▸ **WORK ITEM**: Each line of the listing needs to be given again exactly.

▸ **RECORD EXTRACTS**:
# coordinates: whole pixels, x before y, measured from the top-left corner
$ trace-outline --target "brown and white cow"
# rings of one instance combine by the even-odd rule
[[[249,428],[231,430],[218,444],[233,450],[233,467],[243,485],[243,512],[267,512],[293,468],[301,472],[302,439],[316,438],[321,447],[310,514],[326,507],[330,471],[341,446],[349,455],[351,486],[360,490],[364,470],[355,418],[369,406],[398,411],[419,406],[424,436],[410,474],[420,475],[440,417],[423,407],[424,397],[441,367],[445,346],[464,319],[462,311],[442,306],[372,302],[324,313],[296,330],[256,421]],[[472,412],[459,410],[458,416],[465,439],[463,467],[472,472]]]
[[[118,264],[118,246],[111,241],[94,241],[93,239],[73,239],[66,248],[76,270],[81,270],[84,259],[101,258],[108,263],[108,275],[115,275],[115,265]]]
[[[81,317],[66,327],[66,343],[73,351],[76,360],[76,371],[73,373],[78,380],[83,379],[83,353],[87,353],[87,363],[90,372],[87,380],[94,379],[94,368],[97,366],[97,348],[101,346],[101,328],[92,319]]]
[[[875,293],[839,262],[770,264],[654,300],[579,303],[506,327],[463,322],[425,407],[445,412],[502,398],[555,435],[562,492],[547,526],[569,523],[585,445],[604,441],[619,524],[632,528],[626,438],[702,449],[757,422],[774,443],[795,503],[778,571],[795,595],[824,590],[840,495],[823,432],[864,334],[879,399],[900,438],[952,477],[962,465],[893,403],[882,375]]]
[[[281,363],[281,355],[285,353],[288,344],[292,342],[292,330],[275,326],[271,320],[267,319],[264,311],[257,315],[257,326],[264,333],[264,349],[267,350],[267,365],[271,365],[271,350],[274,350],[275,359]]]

▸ **EXERCISE SOLUTION**:
# coordinates: whole pixels, x before y, measured from the top-left corner
$ trace-outline --target "brown and white cow"
# rings of one instance combine by the even-odd rule
[[[249,428],[231,430],[218,444],[233,450],[233,467],[243,485],[243,512],[267,512],[293,468],[301,472],[302,439],[316,438],[321,447],[310,514],[326,507],[330,471],[341,446],[349,455],[351,486],[360,490],[364,470],[355,418],[369,406],[398,411],[419,406],[424,436],[410,474],[420,475],[440,417],[423,407],[424,397],[441,367],[445,346],[464,319],[462,311],[442,306],[372,302],[324,313],[296,330],[256,421]],[[472,412],[459,410],[458,416],[465,439],[463,467],[472,472]]]
[[[118,264],[118,246],[111,241],[94,241],[93,239],[73,239],[66,248],[76,270],[81,270],[84,259],[101,258],[108,263],[108,275],[115,275],[115,265]]]
[[[81,317],[66,327],[66,343],[73,351],[76,360],[76,371],[73,373],[78,380],[83,379],[83,353],[87,353],[87,363],[90,372],[87,380],[94,379],[94,368],[97,366],[97,348],[101,346],[101,328],[92,319]]]
[[[875,293],[839,262],[770,264],[654,300],[579,303],[506,327],[463,322],[425,407],[445,412],[502,398],[555,435],[562,492],[547,526],[569,523],[585,445],[604,441],[619,524],[632,528],[626,438],[702,449],[757,422],[774,443],[795,503],[778,571],[795,595],[824,590],[840,495],[823,432],[864,334],[879,399],[900,438],[952,477],[962,465],[893,403],[882,375]]]
[[[281,363],[281,355],[285,353],[288,344],[292,342],[292,330],[275,326],[271,320],[267,319],[264,311],[257,315],[257,326],[264,333],[264,349],[267,350],[267,365],[271,365],[271,350],[274,350],[275,359]]]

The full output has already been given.